■ Problem statement: Reproduce the lines below word for word, starting at the one containing "Point to every instance of the metal" and ending at the one containing "Target: metal sheet", with both of those lines included. Omit any picture.

■ Input data:
+++++

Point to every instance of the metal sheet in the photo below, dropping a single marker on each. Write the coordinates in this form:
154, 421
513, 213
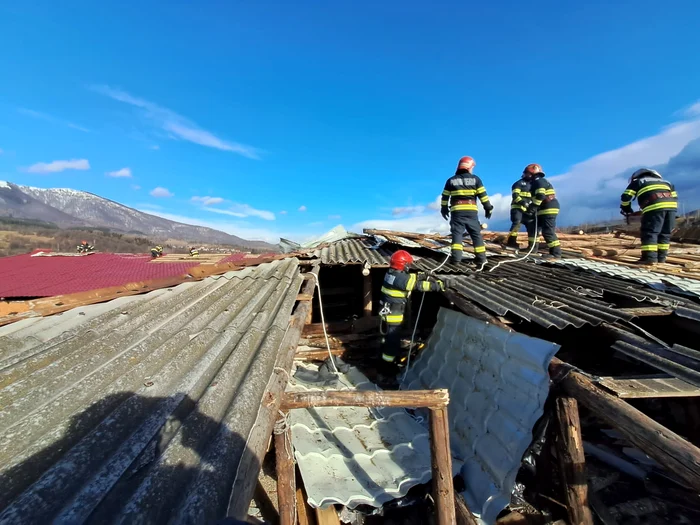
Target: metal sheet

+++++

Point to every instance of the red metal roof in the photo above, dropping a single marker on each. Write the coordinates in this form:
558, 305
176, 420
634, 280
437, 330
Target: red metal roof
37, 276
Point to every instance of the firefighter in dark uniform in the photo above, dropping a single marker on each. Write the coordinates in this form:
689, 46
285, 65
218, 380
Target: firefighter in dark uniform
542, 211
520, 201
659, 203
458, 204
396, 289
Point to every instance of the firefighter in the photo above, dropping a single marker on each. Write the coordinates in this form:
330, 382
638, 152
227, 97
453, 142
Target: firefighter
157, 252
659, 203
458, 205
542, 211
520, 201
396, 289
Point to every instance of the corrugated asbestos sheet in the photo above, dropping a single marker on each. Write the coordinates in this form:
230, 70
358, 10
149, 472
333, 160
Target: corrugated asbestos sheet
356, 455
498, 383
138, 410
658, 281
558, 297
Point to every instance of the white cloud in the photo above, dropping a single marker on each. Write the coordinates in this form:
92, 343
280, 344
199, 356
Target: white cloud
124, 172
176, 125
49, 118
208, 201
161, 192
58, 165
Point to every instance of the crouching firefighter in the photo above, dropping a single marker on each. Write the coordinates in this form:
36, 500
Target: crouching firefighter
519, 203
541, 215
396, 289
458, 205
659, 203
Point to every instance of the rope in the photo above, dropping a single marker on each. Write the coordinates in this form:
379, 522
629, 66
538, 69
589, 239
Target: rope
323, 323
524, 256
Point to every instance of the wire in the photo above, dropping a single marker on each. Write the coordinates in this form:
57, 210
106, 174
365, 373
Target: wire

+++++

■ Task response:
Point to every instance of the metal sheet in the photo below, dropping a single marker on each. Write the coordinates in this form:
154, 421
513, 213
Target: metal sheet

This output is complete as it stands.